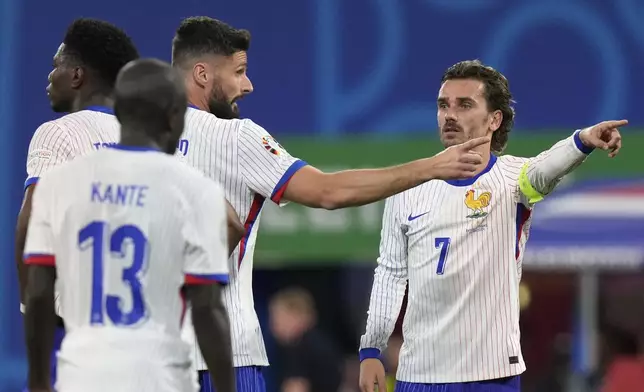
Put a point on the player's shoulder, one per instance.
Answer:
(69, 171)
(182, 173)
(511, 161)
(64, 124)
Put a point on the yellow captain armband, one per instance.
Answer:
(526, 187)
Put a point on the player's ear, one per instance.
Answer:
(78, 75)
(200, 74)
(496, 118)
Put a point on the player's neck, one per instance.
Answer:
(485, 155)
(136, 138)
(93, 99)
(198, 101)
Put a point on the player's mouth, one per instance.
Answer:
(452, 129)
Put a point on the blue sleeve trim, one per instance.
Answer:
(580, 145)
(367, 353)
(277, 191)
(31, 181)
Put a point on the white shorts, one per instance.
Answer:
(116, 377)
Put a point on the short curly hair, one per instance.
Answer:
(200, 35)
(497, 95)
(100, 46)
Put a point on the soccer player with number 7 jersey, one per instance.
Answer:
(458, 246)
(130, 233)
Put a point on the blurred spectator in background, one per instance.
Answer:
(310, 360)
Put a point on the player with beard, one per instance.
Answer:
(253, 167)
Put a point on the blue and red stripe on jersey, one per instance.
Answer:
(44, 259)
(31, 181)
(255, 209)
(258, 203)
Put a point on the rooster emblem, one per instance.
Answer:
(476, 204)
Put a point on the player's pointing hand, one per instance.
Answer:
══════════
Instructions to follow: Go through the records above and return each line in which the word "blue" occurs.

Exercise output:
Put a point on the blue sleeve trim, one per instance.
Put a point on the blue and red stripe on jersey, one per instance.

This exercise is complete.